ENTRIES PROVIDED
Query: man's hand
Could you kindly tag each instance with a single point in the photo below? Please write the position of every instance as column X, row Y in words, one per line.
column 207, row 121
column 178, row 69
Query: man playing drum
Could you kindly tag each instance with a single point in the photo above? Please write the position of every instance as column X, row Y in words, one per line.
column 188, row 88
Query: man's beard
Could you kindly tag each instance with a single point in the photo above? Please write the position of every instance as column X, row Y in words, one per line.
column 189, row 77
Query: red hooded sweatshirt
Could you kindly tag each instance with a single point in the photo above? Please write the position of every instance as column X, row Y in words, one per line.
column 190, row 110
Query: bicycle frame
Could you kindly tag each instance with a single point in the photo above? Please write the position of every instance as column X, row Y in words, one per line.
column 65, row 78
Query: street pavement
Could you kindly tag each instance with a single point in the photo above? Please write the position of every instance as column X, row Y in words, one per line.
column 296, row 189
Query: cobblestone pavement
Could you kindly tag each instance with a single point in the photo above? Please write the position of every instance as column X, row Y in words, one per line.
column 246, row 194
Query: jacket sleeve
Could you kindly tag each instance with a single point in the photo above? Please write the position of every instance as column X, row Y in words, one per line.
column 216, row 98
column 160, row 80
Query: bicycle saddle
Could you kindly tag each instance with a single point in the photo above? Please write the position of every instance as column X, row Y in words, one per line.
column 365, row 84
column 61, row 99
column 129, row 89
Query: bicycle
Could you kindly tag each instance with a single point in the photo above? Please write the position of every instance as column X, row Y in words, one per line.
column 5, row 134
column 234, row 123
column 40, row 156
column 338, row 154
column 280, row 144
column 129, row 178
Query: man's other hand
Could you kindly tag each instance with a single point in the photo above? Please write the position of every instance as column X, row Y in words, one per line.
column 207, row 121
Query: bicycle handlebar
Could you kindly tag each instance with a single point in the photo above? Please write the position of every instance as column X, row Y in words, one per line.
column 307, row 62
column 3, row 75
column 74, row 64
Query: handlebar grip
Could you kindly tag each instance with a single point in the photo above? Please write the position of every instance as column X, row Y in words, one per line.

ACTIVITY
All lines from the one with "Query: cobblestone pavement" through the final line of the listing above are to be restated word for word; the lines before it are left out.

SOLUTION
Query: cobblestone pavement
Could you kindly tag each instance with a single point in the photo above? Please write the position of every instance as column X, row Y in words, one per line.
column 246, row 194
Query: jacket sleeve
Could you kindly tag each instance with a single point in the photo above? Please write the position of every instance as column X, row Y in words, one per line.
column 216, row 98
column 160, row 80
Query: bicycle saddle
Could you kindly tag each instance with a single point in the photo above? Please write the position of every instance as column X, row Y in words, one per line.
column 365, row 84
column 61, row 99
column 129, row 89
Query: bicycle
Could you kindly tag each instance with a single point in the photo above? Please write the position of every instance as column X, row Y in words, one per line.
column 5, row 134
column 234, row 123
column 40, row 156
column 338, row 154
column 280, row 144
column 129, row 178
Query: man's other hand
Could you kindly tag each instance with a single point in the photo above? Please write the position of every instance as column X, row Y in words, one per line.
column 207, row 121
Query: bicycle handlebar
Could you kindly tag each instance with a single point in the photo above? Please write the position of every instance as column X, row Y in words, one per line.
column 307, row 62
column 3, row 75
column 74, row 64
Query: handlebar grip
Could you kindly tag each instance with a single point in the photo above? Please write the position of every instance as column X, row Y in words, one per line.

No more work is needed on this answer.